▶ **Work instruction**:
Copy exactly, please, each line of the data below until the line that contains "Every instance of the television" has been copied, beginning at the top.

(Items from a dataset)
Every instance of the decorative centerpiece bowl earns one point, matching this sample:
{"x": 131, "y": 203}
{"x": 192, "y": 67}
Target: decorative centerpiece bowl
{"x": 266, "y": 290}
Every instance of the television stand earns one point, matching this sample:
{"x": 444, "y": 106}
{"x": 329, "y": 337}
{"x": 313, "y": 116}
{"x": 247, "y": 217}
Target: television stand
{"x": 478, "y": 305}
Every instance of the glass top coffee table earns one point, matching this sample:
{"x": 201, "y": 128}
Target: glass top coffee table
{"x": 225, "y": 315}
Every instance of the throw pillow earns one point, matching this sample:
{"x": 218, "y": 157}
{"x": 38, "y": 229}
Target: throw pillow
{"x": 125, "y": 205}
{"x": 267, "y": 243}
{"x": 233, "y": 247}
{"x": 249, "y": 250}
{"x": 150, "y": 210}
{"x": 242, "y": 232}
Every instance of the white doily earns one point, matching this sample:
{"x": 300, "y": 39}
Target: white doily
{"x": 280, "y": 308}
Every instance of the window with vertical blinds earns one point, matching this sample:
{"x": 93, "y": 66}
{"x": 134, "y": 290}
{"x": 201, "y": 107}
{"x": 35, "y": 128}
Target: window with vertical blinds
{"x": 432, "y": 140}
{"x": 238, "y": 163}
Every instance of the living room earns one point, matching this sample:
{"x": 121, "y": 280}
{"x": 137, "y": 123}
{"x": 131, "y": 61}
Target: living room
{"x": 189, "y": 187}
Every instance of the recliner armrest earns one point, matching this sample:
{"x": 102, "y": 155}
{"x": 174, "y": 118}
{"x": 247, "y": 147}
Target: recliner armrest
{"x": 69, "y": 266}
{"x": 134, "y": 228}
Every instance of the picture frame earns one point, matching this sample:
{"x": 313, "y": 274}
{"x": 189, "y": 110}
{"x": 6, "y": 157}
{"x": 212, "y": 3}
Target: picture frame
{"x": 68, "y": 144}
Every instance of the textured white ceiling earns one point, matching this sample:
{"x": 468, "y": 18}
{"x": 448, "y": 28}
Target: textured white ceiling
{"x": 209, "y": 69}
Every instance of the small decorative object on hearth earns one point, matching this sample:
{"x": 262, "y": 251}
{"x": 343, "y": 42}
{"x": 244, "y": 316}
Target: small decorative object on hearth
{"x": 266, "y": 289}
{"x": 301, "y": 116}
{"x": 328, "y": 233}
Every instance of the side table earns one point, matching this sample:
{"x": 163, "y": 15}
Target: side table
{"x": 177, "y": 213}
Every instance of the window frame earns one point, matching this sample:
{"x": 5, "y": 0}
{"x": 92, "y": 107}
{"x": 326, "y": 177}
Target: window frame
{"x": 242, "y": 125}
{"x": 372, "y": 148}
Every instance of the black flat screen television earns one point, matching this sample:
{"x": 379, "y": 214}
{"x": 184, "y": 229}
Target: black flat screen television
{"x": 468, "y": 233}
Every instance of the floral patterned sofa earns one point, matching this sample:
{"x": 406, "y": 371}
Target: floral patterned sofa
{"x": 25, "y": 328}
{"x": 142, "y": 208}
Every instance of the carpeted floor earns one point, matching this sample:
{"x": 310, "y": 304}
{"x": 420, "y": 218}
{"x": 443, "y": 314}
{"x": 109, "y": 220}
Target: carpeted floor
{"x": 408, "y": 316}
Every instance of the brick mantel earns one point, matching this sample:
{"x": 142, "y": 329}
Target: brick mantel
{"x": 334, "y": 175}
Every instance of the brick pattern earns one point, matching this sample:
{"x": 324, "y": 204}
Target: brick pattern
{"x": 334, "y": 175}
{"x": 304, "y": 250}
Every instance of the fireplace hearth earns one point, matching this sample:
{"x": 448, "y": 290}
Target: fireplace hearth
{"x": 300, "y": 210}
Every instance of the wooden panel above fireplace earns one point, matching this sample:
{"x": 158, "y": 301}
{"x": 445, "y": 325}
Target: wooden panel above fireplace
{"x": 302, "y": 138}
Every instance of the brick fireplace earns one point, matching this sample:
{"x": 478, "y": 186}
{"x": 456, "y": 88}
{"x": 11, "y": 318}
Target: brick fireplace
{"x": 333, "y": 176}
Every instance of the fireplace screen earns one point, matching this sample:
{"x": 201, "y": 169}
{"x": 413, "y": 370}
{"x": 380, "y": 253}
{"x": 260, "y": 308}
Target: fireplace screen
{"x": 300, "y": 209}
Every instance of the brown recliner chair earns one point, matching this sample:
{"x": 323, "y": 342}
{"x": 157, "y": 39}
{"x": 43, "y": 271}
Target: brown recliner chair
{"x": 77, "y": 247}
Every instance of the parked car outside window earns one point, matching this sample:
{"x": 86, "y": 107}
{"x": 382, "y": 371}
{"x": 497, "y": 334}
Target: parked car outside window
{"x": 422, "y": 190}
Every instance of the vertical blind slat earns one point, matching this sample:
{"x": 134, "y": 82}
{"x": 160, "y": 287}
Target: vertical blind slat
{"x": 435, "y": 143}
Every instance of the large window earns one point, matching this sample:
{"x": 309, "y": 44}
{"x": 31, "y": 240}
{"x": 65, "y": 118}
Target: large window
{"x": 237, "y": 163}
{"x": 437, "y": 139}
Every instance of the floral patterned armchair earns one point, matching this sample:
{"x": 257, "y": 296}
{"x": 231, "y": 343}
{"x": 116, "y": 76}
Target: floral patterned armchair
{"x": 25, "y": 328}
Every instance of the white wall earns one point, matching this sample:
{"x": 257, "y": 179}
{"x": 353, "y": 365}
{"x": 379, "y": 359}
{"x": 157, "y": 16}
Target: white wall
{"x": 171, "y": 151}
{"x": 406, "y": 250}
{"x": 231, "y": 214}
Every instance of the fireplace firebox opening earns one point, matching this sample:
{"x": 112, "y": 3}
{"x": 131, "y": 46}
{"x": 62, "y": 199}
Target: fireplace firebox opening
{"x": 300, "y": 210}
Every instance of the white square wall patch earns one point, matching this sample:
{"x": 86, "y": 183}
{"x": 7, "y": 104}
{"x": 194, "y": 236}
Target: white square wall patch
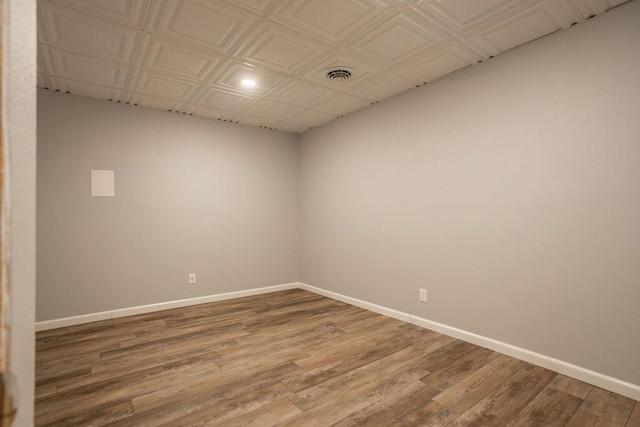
{"x": 102, "y": 183}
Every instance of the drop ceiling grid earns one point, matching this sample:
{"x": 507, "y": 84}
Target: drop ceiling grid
{"x": 190, "y": 56}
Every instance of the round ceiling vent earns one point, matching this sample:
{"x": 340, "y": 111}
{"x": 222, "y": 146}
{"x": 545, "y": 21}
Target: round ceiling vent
{"x": 339, "y": 74}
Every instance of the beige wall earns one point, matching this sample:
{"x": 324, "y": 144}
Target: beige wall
{"x": 19, "y": 109}
{"x": 192, "y": 196}
{"x": 509, "y": 190}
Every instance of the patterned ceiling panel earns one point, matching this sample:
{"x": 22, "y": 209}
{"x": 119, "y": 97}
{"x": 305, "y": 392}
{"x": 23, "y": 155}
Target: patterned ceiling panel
{"x": 194, "y": 57}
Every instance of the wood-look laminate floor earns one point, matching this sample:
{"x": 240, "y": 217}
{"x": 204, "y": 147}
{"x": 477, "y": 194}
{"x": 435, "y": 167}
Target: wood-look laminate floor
{"x": 294, "y": 358}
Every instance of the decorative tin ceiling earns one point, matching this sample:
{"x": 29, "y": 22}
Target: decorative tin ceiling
{"x": 190, "y": 56}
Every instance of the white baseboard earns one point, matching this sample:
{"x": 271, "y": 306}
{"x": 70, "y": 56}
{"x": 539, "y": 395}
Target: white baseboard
{"x": 606, "y": 382}
{"x": 130, "y": 311}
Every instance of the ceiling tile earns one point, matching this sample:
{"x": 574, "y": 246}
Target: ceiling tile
{"x": 82, "y": 33}
{"x": 501, "y": 35}
{"x": 589, "y": 8}
{"x": 381, "y": 86}
{"x": 156, "y": 84}
{"x": 86, "y": 69}
{"x": 211, "y": 24}
{"x": 179, "y": 59}
{"x": 220, "y": 99}
{"x": 260, "y": 7}
{"x": 311, "y": 118}
{"x": 360, "y": 68}
{"x": 44, "y": 81}
{"x": 393, "y": 38}
{"x": 274, "y": 110}
{"x": 425, "y": 67}
{"x": 291, "y": 127}
{"x": 210, "y": 113}
{"x": 281, "y": 49}
{"x": 251, "y": 120}
{"x": 341, "y": 105}
{"x": 329, "y": 20}
{"x": 235, "y": 72}
{"x": 158, "y": 103}
{"x": 84, "y": 89}
{"x": 129, "y": 12}
{"x": 302, "y": 94}
{"x": 190, "y": 56}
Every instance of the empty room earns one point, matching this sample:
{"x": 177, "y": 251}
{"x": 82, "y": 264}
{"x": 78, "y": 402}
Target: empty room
{"x": 321, "y": 212}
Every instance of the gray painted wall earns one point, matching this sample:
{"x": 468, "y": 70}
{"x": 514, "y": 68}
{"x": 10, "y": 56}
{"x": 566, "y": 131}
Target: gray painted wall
{"x": 510, "y": 190}
{"x": 192, "y": 196}
{"x": 19, "y": 109}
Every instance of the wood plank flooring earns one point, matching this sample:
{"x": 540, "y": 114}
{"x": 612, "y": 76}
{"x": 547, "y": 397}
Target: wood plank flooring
{"x": 294, "y": 358}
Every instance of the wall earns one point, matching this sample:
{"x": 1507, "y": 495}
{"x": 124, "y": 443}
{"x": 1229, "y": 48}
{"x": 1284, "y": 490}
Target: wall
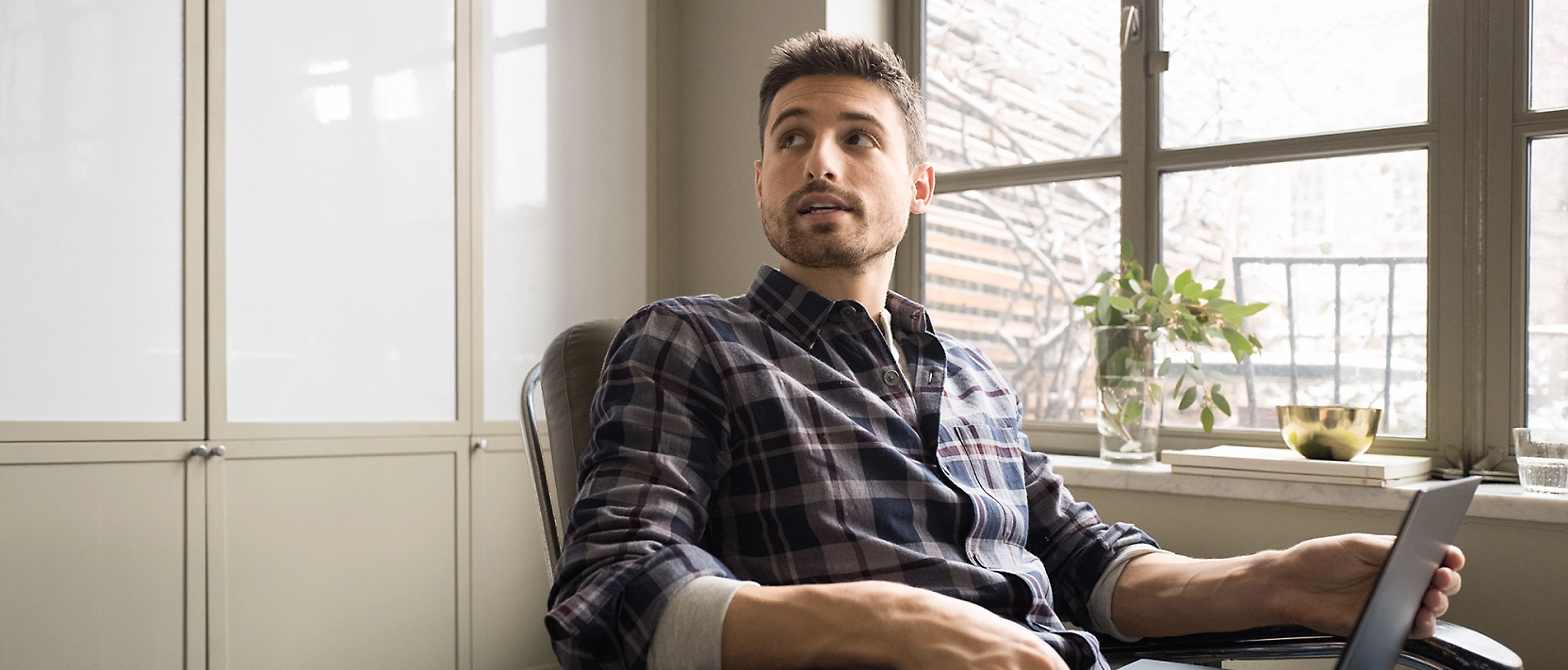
{"x": 1515, "y": 580}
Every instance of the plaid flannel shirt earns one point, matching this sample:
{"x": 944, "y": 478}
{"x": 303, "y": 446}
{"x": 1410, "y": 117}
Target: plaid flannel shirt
{"x": 772, "y": 438}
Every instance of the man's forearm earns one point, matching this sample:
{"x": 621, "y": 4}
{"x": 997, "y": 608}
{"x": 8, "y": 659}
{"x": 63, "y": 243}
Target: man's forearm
{"x": 800, "y": 627}
{"x": 1173, "y": 595}
{"x": 874, "y": 625}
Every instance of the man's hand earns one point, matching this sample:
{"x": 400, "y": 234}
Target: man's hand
{"x": 877, "y": 625}
{"x": 1327, "y": 582}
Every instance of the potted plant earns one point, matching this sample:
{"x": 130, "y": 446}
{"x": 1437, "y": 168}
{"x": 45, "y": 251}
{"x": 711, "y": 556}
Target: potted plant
{"x": 1131, "y": 311}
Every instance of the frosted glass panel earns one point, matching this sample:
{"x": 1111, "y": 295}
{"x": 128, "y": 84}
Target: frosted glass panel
{"x": 90, "y": 210}
{"x": 564, "y": 177}
{"x": 339, "y": 219}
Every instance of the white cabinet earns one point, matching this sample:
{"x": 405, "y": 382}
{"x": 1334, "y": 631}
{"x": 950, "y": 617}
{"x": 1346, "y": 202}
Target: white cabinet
{"x": 91, "y": 214}
{"x": 339, "y": 219}
{"x": 335, "y": 554}
{"x": 93, "y": 540}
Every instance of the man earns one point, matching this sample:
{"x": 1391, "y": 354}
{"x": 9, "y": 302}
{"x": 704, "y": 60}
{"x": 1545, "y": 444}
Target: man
{"x": 809, "y": 476}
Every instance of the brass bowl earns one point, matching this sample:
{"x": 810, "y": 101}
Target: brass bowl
{"x": 1329, "y": 432}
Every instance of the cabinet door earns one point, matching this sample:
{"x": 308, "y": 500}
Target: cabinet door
{"x": 94, "y": 556}
{"x": 510, "y": 575}
{"x": 337, "y": 554}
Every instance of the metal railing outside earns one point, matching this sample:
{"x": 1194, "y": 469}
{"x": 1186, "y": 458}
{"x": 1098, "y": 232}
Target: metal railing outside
{"x": 1391, "y": 262}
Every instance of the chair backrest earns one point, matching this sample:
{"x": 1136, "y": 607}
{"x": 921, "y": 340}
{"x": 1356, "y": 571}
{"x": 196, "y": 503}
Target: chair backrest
{"x": 568, "y": 377}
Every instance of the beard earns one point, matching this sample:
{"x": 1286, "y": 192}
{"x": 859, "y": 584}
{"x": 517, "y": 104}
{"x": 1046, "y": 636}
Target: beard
{"x": 836, "y": 245}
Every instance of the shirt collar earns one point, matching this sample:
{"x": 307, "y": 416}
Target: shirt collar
{"x": 800, "y": 313}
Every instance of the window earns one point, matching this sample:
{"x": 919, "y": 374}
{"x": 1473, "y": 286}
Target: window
{"x": 1343, "y": 162}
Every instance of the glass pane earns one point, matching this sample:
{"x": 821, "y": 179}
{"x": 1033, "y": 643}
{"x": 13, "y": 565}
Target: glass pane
{"x": 1013, "y": 82}
{"x": 1003, "y": 269}
{"x": 1249, "y": 70}
{"x": 516, "y": 238}
{"x": 91, "y": 159}
{"x": 1548, "y": 54}
{"x": 1338, "y": 248}
{"x": 339, "y": 220}
{"x": 564, "y": 229}
{"x": 1548, "y": 294}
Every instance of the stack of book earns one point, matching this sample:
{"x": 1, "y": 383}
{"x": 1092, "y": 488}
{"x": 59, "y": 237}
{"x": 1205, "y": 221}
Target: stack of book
{"x": 1367, "y": 469}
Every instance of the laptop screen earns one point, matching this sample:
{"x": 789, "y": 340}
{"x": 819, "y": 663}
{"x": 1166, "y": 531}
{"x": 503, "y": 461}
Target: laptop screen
{"x": 1430, "y": 524}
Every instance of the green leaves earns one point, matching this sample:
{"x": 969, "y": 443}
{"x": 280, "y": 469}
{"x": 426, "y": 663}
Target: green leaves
{"x": 1180, "y": 311}
{"x": 1218, "y": 400}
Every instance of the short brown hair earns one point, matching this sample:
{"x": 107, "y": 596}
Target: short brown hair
{"x": 828, "y": 54}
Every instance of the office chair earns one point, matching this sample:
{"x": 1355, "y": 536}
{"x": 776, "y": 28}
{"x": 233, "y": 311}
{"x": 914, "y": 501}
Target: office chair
{"x": 569, "y": 374}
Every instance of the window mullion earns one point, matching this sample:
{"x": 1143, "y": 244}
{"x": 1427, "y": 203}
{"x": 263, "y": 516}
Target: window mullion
{"x": 1140, "y": 221}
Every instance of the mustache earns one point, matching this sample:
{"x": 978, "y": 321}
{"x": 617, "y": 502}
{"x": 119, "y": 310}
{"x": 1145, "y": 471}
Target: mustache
{"x": 822, "y": 186}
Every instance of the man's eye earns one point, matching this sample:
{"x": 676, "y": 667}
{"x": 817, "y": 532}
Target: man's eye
{"x": 859, "y": 139}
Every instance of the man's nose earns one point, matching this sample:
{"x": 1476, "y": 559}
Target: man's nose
{"x": 825, "y": 160}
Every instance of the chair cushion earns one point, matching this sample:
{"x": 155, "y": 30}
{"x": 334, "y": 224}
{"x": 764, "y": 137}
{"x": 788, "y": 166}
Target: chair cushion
{"x": 568, "y": 377}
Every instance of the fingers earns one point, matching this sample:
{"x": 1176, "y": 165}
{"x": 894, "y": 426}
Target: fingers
{"x": 1454, "y": 559}
{"x": 1446, "y": 580}
{"x": 1426, "y": 625}
{"x": 1435, "y": 601}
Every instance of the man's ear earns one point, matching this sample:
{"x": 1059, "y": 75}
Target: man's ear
{"x": 923, "y": 187}
{"x": 758, "y": 179}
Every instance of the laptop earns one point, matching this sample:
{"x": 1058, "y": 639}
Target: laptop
{"x": 1424, "y": 537}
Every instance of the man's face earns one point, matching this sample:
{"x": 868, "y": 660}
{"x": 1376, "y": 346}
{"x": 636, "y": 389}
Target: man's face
{"x": 835, "y": 182}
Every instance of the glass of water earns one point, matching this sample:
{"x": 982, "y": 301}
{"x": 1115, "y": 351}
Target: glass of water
{"x": 1544, "y": 460}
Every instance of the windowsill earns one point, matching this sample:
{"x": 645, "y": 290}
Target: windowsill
{"x": 1494, "y": 501}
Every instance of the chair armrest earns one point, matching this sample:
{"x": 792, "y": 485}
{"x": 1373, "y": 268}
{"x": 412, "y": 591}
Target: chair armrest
{"x": 1451, "y": 648}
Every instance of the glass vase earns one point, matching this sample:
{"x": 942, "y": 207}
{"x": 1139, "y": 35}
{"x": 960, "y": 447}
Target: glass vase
{"x": 1126, "y": 408}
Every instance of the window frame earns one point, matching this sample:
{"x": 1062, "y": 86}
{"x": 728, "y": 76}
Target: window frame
{"x": 1478, "y": 127}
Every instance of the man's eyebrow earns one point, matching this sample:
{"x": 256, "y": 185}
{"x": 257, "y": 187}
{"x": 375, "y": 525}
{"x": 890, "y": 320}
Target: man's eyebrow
{"x": 863, "y": 118}
{"x": 786, "y": 115}
{"x": 793, "y": 112}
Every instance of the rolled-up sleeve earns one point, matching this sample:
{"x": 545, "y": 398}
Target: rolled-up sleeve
{"x": 645, "y": 482}
{"x": 1071, "y": 542}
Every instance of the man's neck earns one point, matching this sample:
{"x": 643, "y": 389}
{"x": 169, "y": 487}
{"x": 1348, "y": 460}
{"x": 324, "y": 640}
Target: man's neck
{"x": 866, "y": 285}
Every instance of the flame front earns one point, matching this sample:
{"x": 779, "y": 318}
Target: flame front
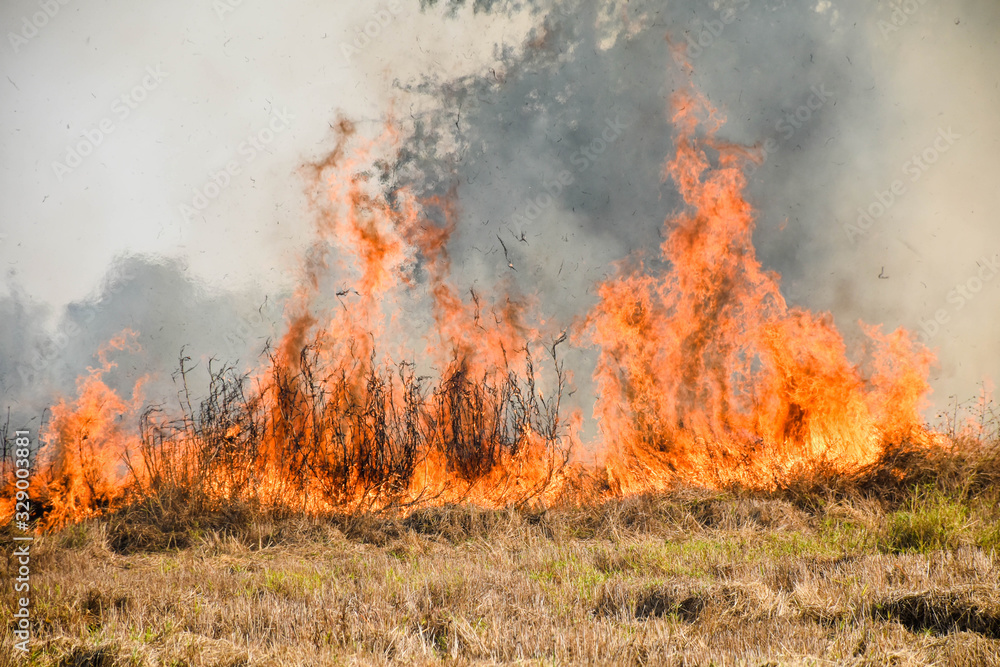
{"x": 707, "y": 375}
{"x": 704, "y": 375}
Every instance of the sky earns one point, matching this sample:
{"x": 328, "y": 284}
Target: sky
{"x": 151, "y": 164}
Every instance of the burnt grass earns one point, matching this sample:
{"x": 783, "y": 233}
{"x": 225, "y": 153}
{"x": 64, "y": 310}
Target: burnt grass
{"x": 898, "y": 564}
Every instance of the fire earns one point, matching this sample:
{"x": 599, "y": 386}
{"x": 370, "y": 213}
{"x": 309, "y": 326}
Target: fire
{"x": 84, "y": 470}
{"x": 705, "y": 374}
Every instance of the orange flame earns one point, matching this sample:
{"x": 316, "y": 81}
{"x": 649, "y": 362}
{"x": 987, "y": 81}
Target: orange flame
{"x": 706, "y": 374}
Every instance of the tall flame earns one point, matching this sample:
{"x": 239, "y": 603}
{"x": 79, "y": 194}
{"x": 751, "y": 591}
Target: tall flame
{"x": 705, "y": 372}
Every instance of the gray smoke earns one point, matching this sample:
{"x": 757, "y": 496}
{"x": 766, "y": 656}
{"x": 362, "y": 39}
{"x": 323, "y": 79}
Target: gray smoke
{"x": 552, "y": 119}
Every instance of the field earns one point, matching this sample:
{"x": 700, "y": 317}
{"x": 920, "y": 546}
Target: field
{"x": 898, "y": 565}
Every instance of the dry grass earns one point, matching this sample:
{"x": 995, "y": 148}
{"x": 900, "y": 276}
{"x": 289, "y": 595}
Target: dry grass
{"x": 897, "y": 565}
{"x": 692, "y": 577}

▶ **Worked solution**:
Every instance of the decorative centerpiece bowl earns one point, matching this sample:
{"x": 131, "y": 203}
{"x": 192, "y": 67}
Target: decorative centerpiece bowl
{"x": 266, "y": 290}
Every instance of the television stand earns one point, matching this sample:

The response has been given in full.